**What you will do:** Return every line below that contains the string "rock", counting a match only when the case is the same.

Entries for locating named things:
========

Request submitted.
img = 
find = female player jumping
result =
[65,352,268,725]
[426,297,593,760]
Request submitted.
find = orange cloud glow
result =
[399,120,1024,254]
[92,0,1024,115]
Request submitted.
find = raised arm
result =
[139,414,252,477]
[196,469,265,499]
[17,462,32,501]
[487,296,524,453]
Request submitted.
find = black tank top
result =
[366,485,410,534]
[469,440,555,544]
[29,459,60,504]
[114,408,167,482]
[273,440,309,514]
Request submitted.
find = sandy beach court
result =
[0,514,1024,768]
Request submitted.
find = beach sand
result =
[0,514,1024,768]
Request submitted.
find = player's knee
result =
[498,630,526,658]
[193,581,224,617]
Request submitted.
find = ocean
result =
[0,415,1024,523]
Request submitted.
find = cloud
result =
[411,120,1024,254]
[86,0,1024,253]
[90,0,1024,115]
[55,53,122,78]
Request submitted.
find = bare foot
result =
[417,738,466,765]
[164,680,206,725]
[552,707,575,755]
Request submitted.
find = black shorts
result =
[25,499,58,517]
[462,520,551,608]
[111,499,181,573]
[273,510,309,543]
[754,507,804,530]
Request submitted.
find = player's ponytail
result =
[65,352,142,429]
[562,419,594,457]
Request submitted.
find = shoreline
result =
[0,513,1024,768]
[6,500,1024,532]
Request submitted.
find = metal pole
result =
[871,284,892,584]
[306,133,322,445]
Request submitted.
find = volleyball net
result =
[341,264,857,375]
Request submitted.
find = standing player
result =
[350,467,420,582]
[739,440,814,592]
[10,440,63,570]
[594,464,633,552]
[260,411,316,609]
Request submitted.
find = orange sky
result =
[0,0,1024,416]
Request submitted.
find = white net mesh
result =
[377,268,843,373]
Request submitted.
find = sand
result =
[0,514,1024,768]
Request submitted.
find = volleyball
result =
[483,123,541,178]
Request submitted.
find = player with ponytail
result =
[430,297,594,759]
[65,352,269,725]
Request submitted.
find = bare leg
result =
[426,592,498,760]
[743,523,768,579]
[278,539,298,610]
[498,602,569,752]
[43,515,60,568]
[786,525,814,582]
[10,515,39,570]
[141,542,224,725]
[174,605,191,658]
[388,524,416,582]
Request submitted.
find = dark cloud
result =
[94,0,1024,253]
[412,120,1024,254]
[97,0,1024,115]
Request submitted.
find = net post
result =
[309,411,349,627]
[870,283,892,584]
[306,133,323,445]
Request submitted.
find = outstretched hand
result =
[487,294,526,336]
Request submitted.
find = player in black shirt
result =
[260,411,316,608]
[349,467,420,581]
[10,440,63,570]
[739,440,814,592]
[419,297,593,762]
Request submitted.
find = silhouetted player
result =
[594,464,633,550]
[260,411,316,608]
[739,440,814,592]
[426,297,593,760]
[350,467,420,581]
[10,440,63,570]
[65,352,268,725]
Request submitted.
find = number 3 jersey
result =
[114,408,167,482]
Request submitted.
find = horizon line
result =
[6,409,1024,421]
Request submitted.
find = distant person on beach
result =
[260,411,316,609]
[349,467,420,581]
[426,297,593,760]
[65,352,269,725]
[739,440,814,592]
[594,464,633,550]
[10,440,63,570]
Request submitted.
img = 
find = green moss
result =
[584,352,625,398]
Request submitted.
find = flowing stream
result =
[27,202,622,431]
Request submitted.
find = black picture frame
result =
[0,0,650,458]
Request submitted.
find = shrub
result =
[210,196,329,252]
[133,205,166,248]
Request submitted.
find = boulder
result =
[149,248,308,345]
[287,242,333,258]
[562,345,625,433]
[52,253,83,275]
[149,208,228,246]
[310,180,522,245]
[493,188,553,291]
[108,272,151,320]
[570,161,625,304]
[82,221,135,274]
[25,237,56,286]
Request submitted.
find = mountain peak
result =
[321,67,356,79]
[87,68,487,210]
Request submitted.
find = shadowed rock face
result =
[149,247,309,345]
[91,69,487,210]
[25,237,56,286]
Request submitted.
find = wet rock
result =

========

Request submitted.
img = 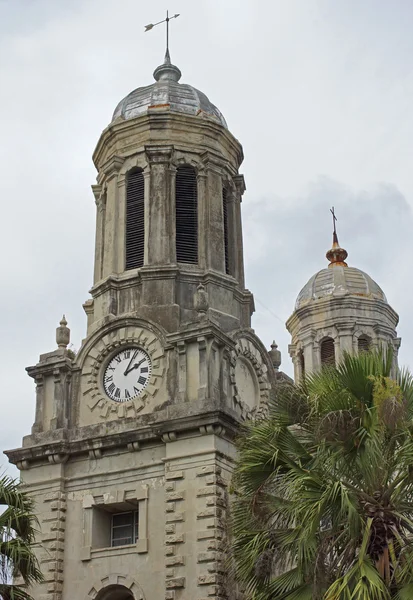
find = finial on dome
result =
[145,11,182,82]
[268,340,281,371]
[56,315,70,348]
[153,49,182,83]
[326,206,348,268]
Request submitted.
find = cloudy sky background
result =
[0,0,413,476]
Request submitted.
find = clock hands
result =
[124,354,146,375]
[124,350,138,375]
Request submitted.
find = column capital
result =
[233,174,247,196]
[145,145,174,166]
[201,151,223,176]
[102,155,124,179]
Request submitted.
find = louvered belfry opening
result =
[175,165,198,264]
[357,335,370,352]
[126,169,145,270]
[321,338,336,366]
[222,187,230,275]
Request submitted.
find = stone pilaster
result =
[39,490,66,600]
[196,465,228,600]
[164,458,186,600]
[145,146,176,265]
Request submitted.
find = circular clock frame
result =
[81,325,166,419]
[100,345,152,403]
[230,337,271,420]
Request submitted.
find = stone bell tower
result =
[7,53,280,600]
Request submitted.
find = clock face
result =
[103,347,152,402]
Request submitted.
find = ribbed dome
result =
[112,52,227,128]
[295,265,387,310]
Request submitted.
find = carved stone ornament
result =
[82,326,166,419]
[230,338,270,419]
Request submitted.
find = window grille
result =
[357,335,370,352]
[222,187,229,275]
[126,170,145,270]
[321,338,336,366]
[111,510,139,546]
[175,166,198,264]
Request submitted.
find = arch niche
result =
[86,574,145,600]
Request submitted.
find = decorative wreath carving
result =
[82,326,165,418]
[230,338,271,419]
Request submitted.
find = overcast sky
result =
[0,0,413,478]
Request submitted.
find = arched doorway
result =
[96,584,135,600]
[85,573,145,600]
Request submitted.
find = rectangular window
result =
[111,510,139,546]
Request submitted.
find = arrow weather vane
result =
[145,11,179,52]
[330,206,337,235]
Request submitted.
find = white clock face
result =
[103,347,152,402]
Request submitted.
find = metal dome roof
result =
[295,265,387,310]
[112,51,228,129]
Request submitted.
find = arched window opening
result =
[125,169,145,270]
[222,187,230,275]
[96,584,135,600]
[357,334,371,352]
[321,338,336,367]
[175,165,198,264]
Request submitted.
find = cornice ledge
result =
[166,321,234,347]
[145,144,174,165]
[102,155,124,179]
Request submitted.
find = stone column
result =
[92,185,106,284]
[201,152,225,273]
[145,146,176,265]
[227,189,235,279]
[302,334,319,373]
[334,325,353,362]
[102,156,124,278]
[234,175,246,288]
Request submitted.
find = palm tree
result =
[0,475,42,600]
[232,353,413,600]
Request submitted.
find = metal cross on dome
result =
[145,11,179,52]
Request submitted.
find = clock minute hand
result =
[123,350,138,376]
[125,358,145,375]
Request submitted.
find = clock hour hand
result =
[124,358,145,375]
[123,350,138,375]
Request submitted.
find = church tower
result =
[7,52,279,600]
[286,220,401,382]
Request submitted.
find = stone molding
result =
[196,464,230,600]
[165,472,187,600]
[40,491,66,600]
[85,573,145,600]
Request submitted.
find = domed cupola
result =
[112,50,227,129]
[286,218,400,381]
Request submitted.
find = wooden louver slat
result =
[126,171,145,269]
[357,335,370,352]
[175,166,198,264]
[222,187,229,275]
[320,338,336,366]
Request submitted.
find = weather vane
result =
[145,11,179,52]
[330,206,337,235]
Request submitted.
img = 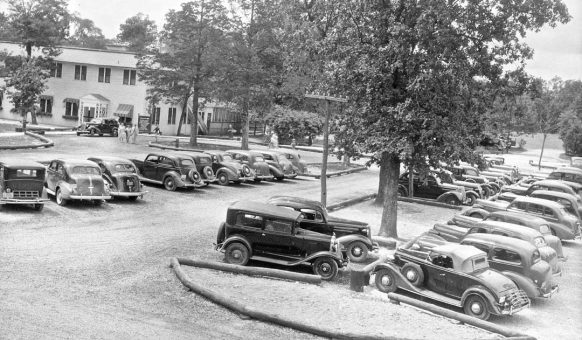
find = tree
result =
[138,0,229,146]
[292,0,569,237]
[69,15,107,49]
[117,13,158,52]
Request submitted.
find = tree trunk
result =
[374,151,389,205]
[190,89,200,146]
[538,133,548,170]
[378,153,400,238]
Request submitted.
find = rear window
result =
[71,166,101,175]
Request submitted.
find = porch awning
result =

========

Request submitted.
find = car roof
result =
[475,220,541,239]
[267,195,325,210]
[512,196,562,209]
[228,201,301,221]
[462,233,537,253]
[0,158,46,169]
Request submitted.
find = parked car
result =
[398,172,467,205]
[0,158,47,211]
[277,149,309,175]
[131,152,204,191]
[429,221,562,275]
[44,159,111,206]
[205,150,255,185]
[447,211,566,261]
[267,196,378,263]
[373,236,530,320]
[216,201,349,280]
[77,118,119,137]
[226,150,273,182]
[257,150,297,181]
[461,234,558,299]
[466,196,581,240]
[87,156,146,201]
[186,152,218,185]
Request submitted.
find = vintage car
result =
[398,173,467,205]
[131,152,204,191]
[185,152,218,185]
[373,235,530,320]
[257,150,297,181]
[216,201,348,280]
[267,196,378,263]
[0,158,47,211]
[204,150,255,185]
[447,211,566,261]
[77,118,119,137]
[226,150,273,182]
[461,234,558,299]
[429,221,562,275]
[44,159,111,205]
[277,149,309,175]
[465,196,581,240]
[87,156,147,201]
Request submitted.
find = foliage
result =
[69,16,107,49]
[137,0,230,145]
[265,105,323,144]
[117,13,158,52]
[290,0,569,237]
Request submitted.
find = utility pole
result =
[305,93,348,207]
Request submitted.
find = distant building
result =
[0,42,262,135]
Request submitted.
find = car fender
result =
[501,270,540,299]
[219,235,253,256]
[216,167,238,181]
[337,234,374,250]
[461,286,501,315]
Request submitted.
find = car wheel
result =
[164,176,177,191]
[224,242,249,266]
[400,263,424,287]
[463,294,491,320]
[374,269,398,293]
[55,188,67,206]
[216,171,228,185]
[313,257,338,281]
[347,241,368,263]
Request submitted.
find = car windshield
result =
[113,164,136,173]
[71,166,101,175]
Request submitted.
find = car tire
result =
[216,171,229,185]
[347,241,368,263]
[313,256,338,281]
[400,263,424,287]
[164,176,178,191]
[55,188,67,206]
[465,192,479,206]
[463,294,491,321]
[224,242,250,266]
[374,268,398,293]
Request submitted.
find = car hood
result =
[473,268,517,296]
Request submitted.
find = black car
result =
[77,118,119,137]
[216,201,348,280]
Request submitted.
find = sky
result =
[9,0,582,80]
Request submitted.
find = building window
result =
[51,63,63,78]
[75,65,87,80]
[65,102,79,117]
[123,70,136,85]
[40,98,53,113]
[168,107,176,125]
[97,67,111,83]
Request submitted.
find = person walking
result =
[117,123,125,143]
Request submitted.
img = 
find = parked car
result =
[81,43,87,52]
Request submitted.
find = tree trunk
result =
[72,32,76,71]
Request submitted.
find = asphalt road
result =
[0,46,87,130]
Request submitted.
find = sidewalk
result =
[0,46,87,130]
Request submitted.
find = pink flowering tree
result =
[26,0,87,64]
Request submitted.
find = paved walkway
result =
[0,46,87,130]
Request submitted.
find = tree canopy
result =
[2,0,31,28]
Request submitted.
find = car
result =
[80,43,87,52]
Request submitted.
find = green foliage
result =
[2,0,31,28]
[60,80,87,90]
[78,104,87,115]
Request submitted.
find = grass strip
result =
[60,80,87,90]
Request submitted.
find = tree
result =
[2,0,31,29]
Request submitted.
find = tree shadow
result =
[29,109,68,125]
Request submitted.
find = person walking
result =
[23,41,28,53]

========

**The reply:**
find = shadowed rock face
find = wet rock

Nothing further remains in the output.